Task item: Instruction for the entries below: return the part that opens with the line containing "on the brown" and closes with the line containing "Target: brown water", exactly, and no pictures.

Provided material:
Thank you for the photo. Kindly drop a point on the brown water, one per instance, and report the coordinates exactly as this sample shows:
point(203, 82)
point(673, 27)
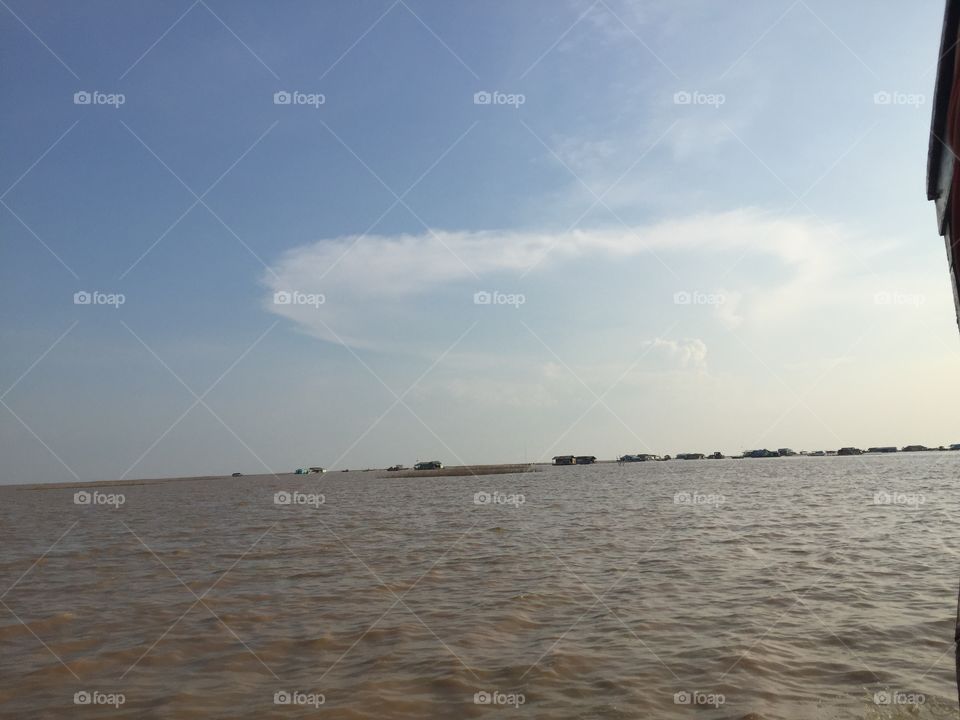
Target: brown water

--

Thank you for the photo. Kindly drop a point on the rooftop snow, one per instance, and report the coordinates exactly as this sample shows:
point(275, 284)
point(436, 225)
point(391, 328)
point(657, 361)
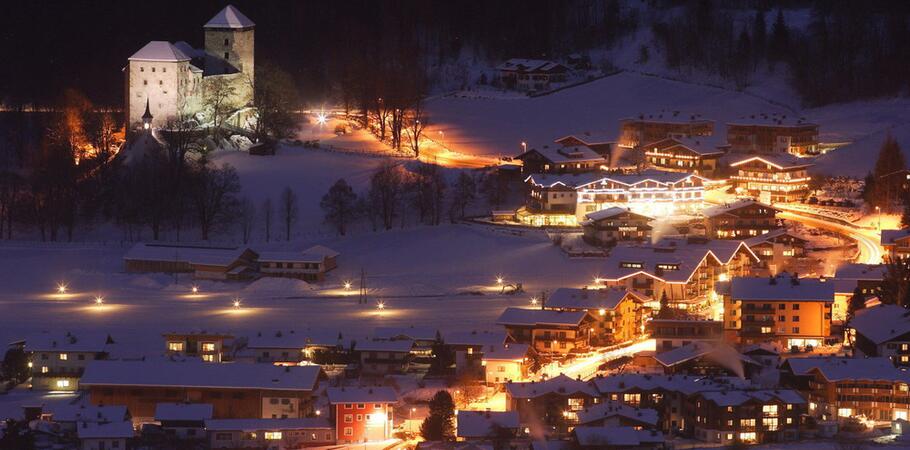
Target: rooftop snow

---

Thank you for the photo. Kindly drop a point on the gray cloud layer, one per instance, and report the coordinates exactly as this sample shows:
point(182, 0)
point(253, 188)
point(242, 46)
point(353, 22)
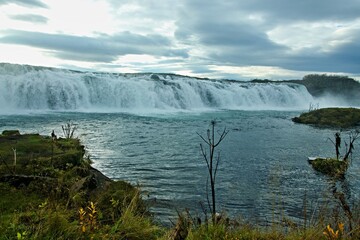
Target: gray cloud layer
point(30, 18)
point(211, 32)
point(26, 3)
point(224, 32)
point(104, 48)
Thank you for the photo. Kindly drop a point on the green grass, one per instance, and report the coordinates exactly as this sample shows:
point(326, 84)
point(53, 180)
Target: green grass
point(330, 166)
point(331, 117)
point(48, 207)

The answer:
Thank you for the photo. Kindly drop a point on the brown water, one per instance, and report the coordinates exactly as this sample shows:
point(203, 82)
point(673, 27)
Target: brown water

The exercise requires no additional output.